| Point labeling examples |

· · · · ·

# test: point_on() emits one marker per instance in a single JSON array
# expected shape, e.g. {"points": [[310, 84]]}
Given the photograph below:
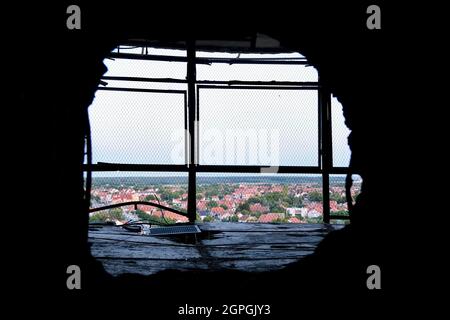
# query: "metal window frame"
{"points": [[191, 115]]}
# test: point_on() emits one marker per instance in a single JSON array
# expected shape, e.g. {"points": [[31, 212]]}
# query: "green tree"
{"points": [[208, 219], [315, 196], [212, 204]]}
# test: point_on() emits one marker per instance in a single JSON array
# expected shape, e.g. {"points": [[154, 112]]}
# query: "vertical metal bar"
{"points": [[191, 78], [326, 150]]}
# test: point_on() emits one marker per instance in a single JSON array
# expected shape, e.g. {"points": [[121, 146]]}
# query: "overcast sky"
{"points": [[251, 126]]}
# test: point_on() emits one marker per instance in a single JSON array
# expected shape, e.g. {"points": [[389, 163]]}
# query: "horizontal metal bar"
{"points": [[258, 169], [289, 61], [101, 166], [337, 217], [273, 61], [181, 45], [314, 85], [340, 170], [261, 87], [139, 79], [142, 90], [131, 203], [135, 167], [216, 82], [134, 56]]}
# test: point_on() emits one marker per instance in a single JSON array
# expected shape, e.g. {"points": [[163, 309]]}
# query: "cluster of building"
{"points": [[224, 207]]}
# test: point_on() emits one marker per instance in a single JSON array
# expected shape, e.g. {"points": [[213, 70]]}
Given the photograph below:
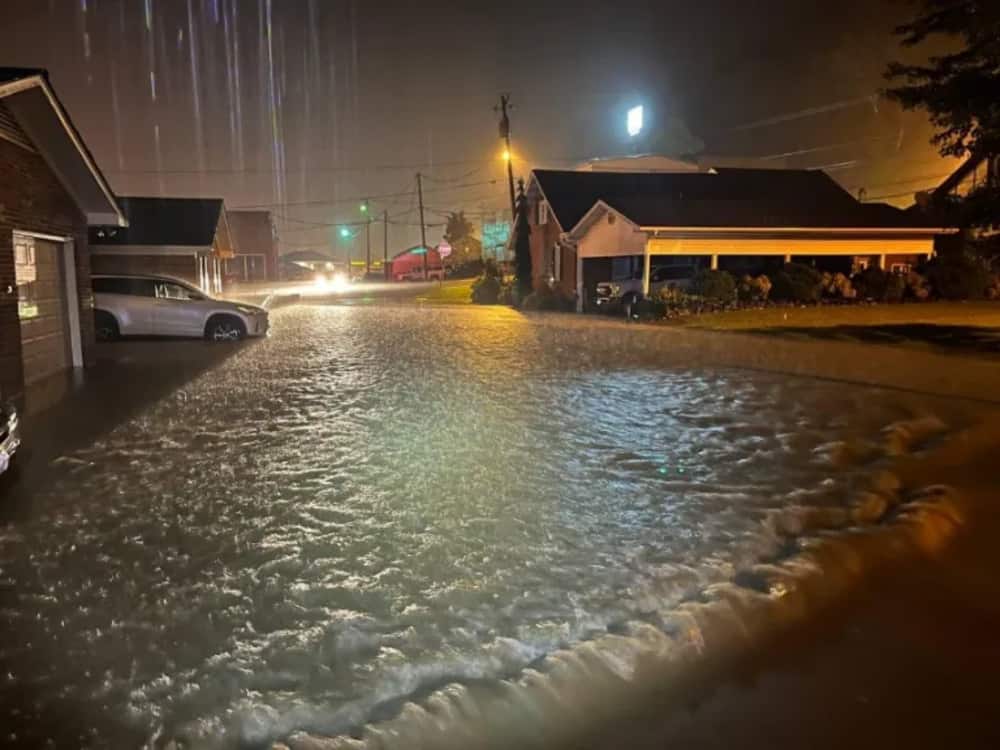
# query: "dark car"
{"points": [[10, 435]]}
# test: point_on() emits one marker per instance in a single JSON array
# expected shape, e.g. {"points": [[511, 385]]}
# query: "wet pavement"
{"points": [[230, 544]]}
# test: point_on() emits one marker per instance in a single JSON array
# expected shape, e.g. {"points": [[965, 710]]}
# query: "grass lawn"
{"points": [[971, 327], [455, 292], [978, 314]]}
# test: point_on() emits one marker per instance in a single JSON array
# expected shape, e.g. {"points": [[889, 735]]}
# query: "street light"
{"points": [[634, 122]]}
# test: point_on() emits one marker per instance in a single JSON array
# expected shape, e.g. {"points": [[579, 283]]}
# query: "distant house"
{"points": [[255, 243], [301, 263], [589, 227], [51, 189], [188, 238]]}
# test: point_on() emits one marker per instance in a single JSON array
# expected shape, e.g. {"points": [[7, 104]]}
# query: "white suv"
{"points": [[164, 306]]}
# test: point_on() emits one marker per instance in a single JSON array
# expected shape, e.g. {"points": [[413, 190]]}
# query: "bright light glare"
{"points": [[337, 283], [635, 121]]}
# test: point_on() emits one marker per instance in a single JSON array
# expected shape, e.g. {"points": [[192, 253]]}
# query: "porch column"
{"points": [[579, 281], [645, 270]]}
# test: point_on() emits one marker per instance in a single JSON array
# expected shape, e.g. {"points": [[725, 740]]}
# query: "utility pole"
{"points": [[385, 244], [508, 154], [368, 246], [423, 229]]}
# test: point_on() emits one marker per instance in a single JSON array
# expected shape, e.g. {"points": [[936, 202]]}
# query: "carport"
{"points": [[50, 190]]}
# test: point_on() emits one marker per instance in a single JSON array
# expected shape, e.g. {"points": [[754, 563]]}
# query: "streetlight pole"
{"points": [[385, 244], [508, 154], [423, 229]]}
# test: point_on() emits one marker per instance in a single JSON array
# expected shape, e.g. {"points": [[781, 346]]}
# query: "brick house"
{"points": [[255, 244], [50, 191], [588, 227], [187, 238]]}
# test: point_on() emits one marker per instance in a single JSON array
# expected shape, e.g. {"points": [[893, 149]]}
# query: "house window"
{"points": [[543, 213], [26, 276]]}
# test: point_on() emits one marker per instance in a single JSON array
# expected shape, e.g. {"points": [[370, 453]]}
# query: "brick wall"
{"points": [[179, 266], [543, 238], [33, 200]]}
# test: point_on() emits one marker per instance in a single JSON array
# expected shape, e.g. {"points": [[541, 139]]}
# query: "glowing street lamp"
{"points": [[634, 121]]}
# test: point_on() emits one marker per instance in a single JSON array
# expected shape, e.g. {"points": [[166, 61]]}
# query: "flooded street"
{"points": [[376, 502]]}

· · · · ·

| TASK OBJECTIVE |
Count the lines of the records above that contain the word "window", treating uppercase and lowercase as distinct. Give only the number.

| COMPLETED TASK |
2